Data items
- - - -

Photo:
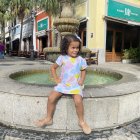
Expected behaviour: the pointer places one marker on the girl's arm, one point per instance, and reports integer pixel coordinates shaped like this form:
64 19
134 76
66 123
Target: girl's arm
54 74
82 77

- - - -

→ **Assignment**: The entries above, without their pictures, should be written out exactly.

→ **Answer to the problem**:
Photo:
Expected behaviour: the pointer places one marker on the girl's arm, one point per instance, and reports integer pixel coordinates shaped like this form:
64 19
134 76
66 123
Target: girl's arm
54 74
82 77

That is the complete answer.